» **Texto fornecido**:
------------------------

Intervenção de Luísa Tovar, Mesa Redonda «Energia e recursos na transição energética. Soberania, segurança, ambiente e desenvolvimento»

Energia e usos da água - as hidroeléctricas

Introdução

O potencial hidroeléctrico é um dos mais importantes recursos naturais de Portugal que importa utilizar e a energia gerada num ano não diminui o potencial de geração futuro.

Mas, desde há um século, e excepto num curto período, a exploração hidroeléctrica é um negócio privado, contratado e protegido pelo Estado Português e pelos convénios e acordos entre Portugal e Espanha sobre os rios partilhados.

Ora, a optimização financeira da exploração hidroeléctrica é conflituosa com os outros usos e funções da água – sociais, económicas e ecológicas.

A primazia que os governos portugueses têm dado à maximização da renda das empresas hidroeléctricas, causando danos muito graves aos outros usos e funções da água, tem já consequências alarmantes, cuja face mais evidente é a frequência de secas e períodos de escassez de água absolutamente evitáveis.

------------------------

» **Conteúdo dos dados**:
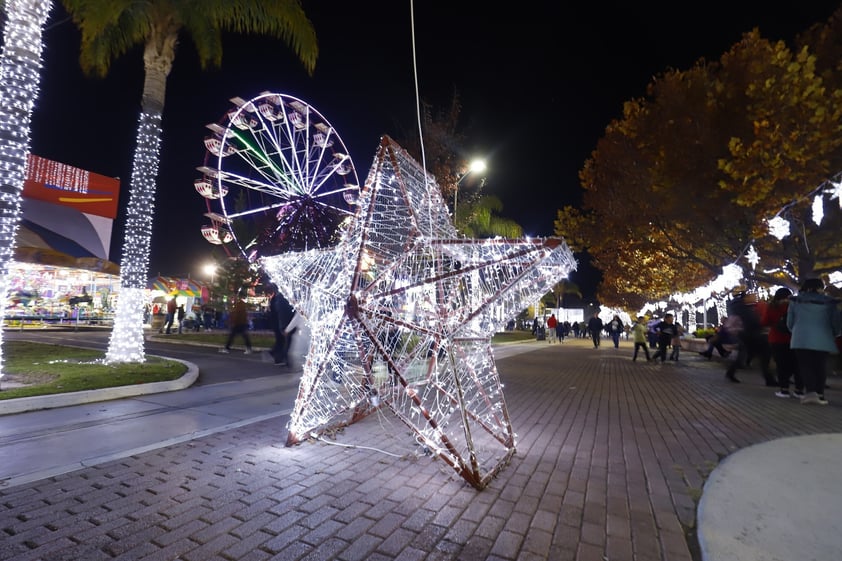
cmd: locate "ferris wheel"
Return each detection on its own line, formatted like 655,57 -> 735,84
194,92 -> 360,262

------------------------

» **Enunciado**:
Enumere as categorias dos outros usos e funções da água que o texto sobre as hidroeléctricas aponta como conflituosos com a optimização financeira da exploração hidroeléctrica.

» **Solução**:
Sociais, económicas e ecológicas.